Short problem 1: Reproduce the stretch of the fuzz testing discussion below from "Maybe people have" through "be a problem.", word for word.
Short problem 2: Carry on the fuzz testing discussion below from its last sentence.

Poll: Do you recognize the term "Fuzz Testing", and are you a Software Developer

Judging by the followup posts, most of us developers who said we weren’t familiar with the term are familiar with the method, just not by that name. I’ve heard it called “dump testing” (from dumping garbage into it) and “Maggie-testing” (simulating input from a notional toddler named Maggie with an input device), or (prosaically) just “input testing”.

Jargon diverges with people working in different companies and specializations. Just because coders working in, say, a services management software lane don’t call something by the same name the security wonks use doesn’t mean they don’t know about it.

But, you do need to know what it’s supposed to do. Feed garbage into the program, and it’ll do… something. Maybe it does what it’s supposed to do, or maybe it does something bad. But if, given a random input, you knew what it was supposed to do, you could just write a program that did that: And that would be a replacement for the code you’re trying to test.

Or is it just that, of the things it’s not supposed to do, there’s some small subset that are things you know it’s not supposed to do? In that case, you could catch bugs that cause it to do those known wrong things, but still might not catch bugs that cause it to do other wrong things.

That’s fair, but still–it seems that anyone that follows security news at all would have encountered it. I’m not in security either, but I do read about the major exploits, and fuzz testing comes up a lot. Google’s Project Zero is a major proponent and has found a large number of exploits via that method.

Maybe people have seen it before, but the jargon didn’t stick for whatever reason. That happens too, IME–you skim past stuff that you don’t immediately recognize.

That’s certainly a big part of it. They generally shouldn’t crash, for one. If an image decoder library crashes on a malformed file, then there’s something wrong with it–it needs to do more input validation or something.

Fuzz testing can also be used to catch regressions. Suppose you write some code and it passes your fuzzed test suite–great! Now keep up that automated testing forever (with the same random seed) and compare against the “gold” outputs. If you ever add a bug, the fuzzing might catch it. Even if nothing seems “wrong,” if there’s any difference at all, there might be a problem.

Fuzz testing isn’t a replacement for other types of testing, but can be a good addition. And it’s pretty cheap in terms of developer time. Unit tests are time consuming, and are themselves never the same quality as the code they’re testing, so there’s always a chance they’re really catching a bug in themselves. But a generic fuzzing framework can be written once at a high quality level and then used to produce an unlimited number of variations.

Records supplied:
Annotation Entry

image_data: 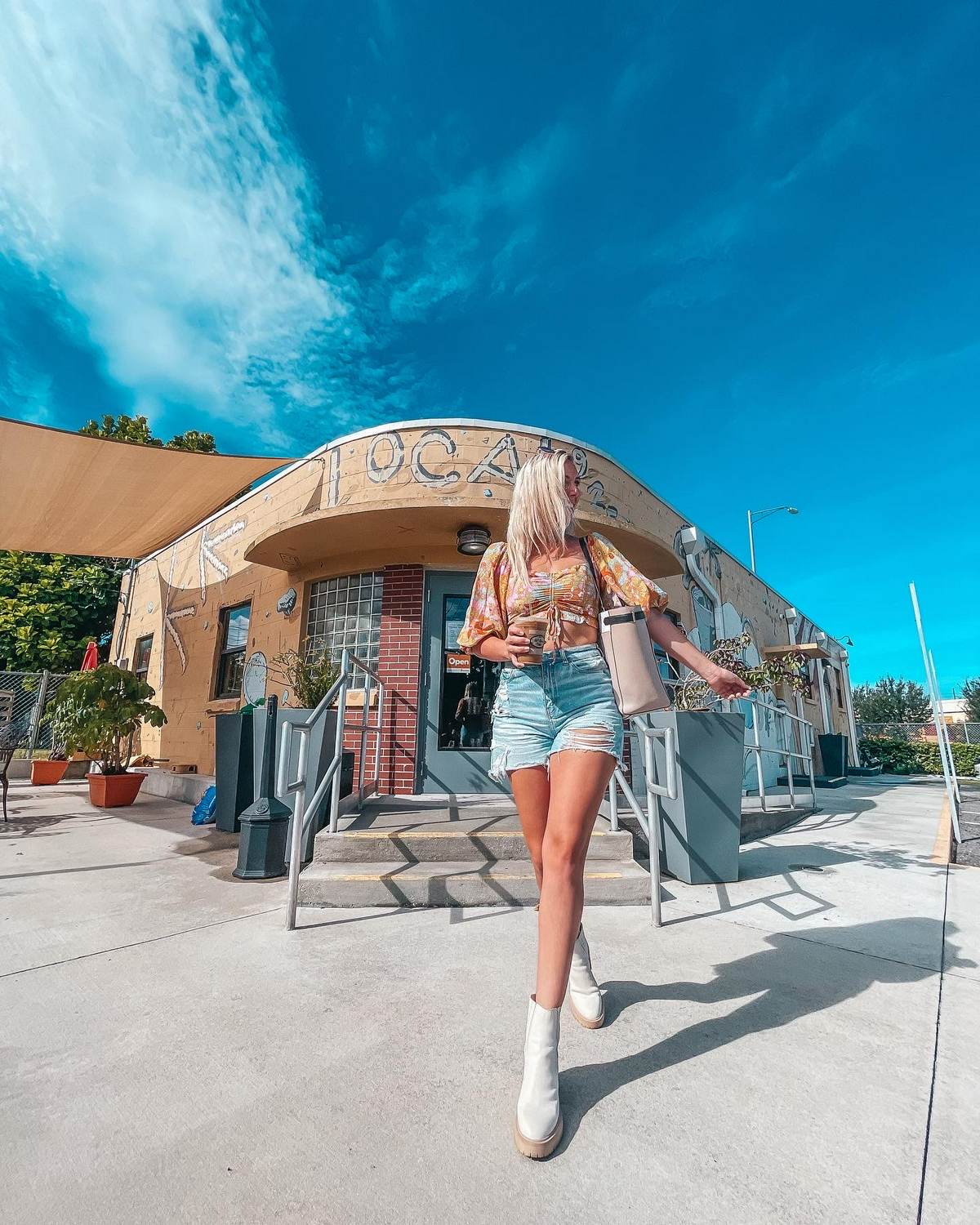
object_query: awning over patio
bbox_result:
[0,418,299,558]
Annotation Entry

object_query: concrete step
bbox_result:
[314,796,634,864]
[299,860,651,906]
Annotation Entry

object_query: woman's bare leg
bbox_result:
[537,750,617,1009]
[511,766,551,892]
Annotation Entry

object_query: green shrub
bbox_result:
[51,664,167,774]
[272,642,341,710]
[859,737,980,778]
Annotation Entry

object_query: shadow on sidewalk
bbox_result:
[558,919,974,1154]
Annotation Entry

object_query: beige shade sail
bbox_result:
[0,418,293,558]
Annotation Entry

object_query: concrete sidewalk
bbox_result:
[0,781,980,1225]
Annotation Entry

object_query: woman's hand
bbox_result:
[701,666,752,698]
[504,626,531,668]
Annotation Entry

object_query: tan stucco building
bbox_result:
[114,421,854,794]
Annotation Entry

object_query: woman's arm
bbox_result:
[647,610,752,698]
[470,629,531,668]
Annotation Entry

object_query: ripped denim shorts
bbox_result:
[490,646,624,783]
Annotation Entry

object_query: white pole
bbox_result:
[749,511,756,575]
[929,651,963,808]
[840,651,862,766]
[909,583,962,842]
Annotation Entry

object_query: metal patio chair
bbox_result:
[0,690,31,821]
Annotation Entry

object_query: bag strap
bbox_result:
[578,536,622,612]
[578,536,605,612]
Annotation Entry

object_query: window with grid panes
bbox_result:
[306,570,384,688]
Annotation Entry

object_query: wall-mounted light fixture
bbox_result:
[456,523,490,558]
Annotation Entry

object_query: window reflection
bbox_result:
[439,595,500,751]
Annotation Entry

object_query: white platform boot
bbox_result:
[514,996,564,1160]
[568,924,605,1029]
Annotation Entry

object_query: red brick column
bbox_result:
[372,566,423,795]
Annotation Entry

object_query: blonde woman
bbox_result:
[460,451,749,1158]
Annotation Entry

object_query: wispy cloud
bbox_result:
[0,0,408,446]
[384,124,573,323]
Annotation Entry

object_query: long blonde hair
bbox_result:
[507,451,575,587]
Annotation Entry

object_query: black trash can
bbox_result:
[215,707,257,835]
[817,733,848,778]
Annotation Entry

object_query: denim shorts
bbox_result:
[490,646,624,783]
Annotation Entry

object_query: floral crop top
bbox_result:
[457,533,668,651]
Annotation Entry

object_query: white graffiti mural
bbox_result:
[161,604,198,680]
[157,546,198,686]
[198,519,247,604]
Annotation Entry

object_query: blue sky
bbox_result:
[0,0,980,693]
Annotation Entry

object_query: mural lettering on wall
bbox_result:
[412,430,460,489]
[161,604,198,679]
[368,430,406,485]
[303,448,341,514]
[157,544,198,686]
[586,480,620,519]
[327,448,341,506]
[300,426,621,517]
[467,434,521,485]
[198,519,247,604]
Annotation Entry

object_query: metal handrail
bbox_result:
[276,648,385,931]
[609,697,817,928]
[609,715,678,928]
[744,697,817,813]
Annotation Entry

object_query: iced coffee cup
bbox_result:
[511,617,548,668]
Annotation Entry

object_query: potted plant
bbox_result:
[31,739,69,786]
[51,664,167,808]
[649,632,806,884]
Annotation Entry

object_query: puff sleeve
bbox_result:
[457,543,507,651]
[590,533,668,612]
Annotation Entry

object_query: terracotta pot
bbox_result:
[86,771,146,808]
[31,759,69,786]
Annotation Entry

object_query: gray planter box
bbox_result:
[254,706,353,864]
[651,710,745,884]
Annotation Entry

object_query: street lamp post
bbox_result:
[749,506,800,575]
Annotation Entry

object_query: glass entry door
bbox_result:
[419,571,507,793]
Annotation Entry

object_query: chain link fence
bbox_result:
[0,673,70,760]
[858,723,980,745]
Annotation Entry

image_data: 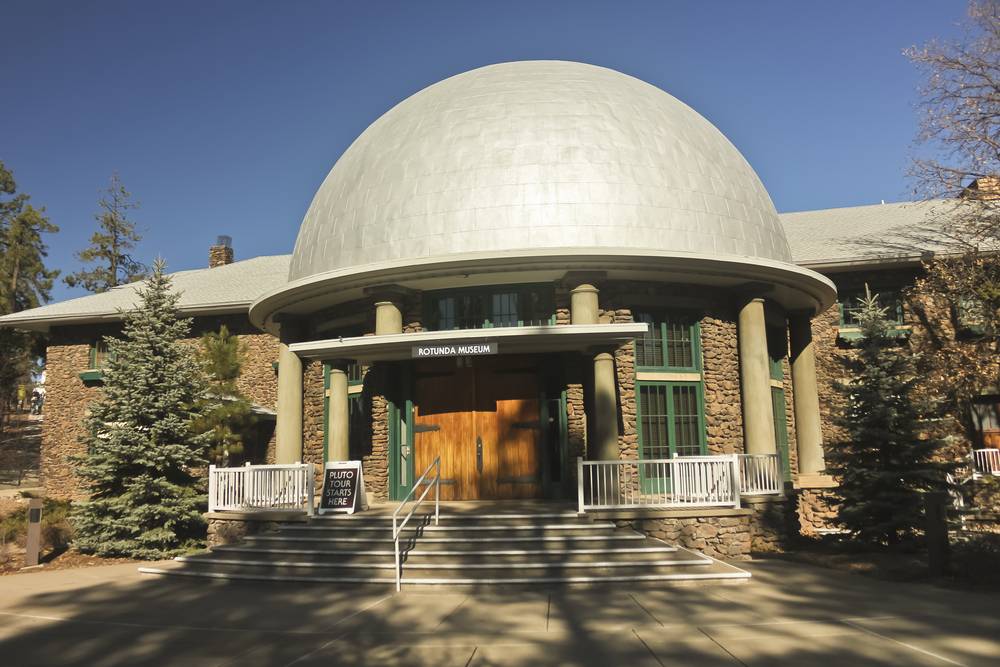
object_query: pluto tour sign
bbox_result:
[410,341,498,359]
[319,461,368,514]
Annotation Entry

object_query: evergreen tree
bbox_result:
[195,325,252,465]
[828,288,949,545]
[66,174,146,292]
[74,260,208,558]
[0,162,59,434]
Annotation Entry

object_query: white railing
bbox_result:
[576,454,740,513]
[208,463,316,515]
[972,449,1000,475]
[392,456,441,591]
[739,454,785,496]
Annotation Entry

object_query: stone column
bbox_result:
[587,352,620,461]
[569,284,598,324]
[375,301,403,336]
[327,367,351,461]
[274,343,302,463]
[737,298,777,454]
[788,311,826,475]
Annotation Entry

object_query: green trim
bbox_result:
[423,283,556,331]
[771,387,792,482]
[635,381,708,459]
[322,361,330,466]
[80,368,104,387]
[635,308,702,372]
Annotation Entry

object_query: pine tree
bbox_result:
[65,174,146,293]
[828,288,949,545]
[195,325,252,465]
[0,162,59,446]
[74,260,208,558]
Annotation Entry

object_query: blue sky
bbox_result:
[0,0,966,299]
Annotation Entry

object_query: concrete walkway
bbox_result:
[0,560,1000,667]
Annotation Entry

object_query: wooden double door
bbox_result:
[413,356,543,500]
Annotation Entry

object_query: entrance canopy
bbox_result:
[288,322,649,362]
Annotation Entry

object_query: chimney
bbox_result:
[208,236,233,269]
[959,176,1000,200]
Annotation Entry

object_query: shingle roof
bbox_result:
[0,200,954,330]
[0,255,291,330]
[778,200,956,267]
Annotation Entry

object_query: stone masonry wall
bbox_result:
[302,360,326,489]
[41,344,100,499]
[701,305,743,454]
[41,318,278,499]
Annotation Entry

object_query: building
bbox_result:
[0,62,984,556]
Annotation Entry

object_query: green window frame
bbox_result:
[87,336,111,371]
[323,362,367,465]
[771,387,792,482]
[635,382,707,460]
[635,382,708,493]
[632,308,701,372]
[424,284,555,331]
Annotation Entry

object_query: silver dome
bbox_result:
[289,61,792,281]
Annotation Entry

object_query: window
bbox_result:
[636,382,705,459]
[424,285,555,331]
[840,288,903,327]
[90,337,110,370]
[633,310,701,370]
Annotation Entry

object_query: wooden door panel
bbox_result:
[413,369,478,500]
[476,363,541,498]
[413,357,542,500]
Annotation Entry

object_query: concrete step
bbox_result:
[276,521,617,537]
[139,563,750,588]
[211,544,678,563]
[244,531,645,551]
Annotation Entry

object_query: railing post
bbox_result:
[392,536,403,593]
[208,465,219,512]
[732,454,742,509]
[306,463,316,516]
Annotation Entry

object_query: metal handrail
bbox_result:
[392,456,441,592]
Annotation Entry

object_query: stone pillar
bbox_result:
[569,285,598,324]
[375,301,403,336]
[274,343,302,463]
[327,367,351,461]
[587,352,619,461]
[737,298,777,454]
[788,311,826,475]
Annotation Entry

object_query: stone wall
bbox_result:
[742,496,798,553]
[795,489,837,537]
[361,365,388,500]
[615,511,751,560]
[701,305,743,454]
[206,518,278,548]
[302,360,326,489]
[40,316,278,499]
[41,339,100,499]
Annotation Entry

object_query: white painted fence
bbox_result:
[577,455,740,512]
[739,454,785,496]
[208,463,316,514]
[972,449,1000,475]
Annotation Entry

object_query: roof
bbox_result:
[0,201,953,331]
[289,61,791,283]
[779,200,958,269]
[0,255,291,331]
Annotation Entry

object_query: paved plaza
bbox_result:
[0,560,1000,667]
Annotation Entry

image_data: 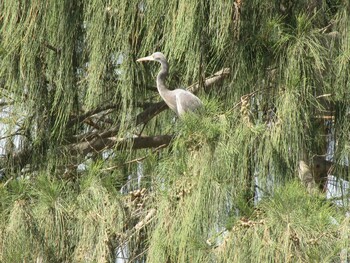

Written response 1:
Maybe people have seen it before, but the jargon didn’t stick for whatever reason. That happens too, IME–you skim past stuff that you don’t immediately recognize.

That’s certainly a big part of it. They generally shouldn’t crash, for one. If an image decoder library crashes on a malformed file, then there’s something wrong with it–it needs to do more input validation or something.

Fuzz testing can also be used to catch regressions. Suppose you write some code and it passes your fuzzed test suite–great! Now keep up that automated testing forever (with the same random seed) and compare against the “gold” outputs. If you ever add a bug, the fuzzing might catch it. Even if nothing seems “wrong,” if there’s any difference at all, there might be a problem.

Written response 2:
I’m not a developer; I only manage some systems. Here is a real world example of when I used fuzzing (as I knew it). Using real names, because let the guilty be shamed.

This was a long time ago, back when there was a big difference in memory and speed between servers and desktop computers. SPSS came out with a Unix version of their statistical software. One method of interacting with it was as a service running on a server. Windows computers would run SPSS, which would submit code to the service, which listened on a particular port.

As a systems administrator I was very hesitant to have some random software running on my server that allows anyone to talk to it. So to test I ran the extremely simple fuzz test of

nc localhost 12345 < /dev/urandom

All that does is feed random data into the port where SPSS was listening. The correct response is for SPSS to do its best Gary Coleman impression, and then close the connection. Instead, SPSS crashed with a segmentation fault. That strongly suggests to me that at the absolute minimum it is trivial for someone to implement a denial of service against the SPSS software. More likely, it is possible to send specially crafted data (instead of random) which gets the SPSS service to do anything you want.

So running one simple fuzzing command let me know this was not something I wanted to offer to my users, and if they needed it, I would have to be extremely careful to insure it was isolated from potential bad actors.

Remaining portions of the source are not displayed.